- Your objective
Return every line of the data below unchanged.

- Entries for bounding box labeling
+ + + + + + +

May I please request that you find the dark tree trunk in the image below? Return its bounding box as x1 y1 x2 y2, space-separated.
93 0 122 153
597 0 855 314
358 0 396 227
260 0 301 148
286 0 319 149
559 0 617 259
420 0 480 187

+ + + + + + +

- Solution to the exercise
May I please request that you find the dark tree trunk in the image below? Return its bounding box as x1 y1 x2 y2, space-separated.
93 0 122 153
597 0 855 314
358 0 396 227
260 0 301 148
286 0 319 149
559 0 617 259
420 0 480 187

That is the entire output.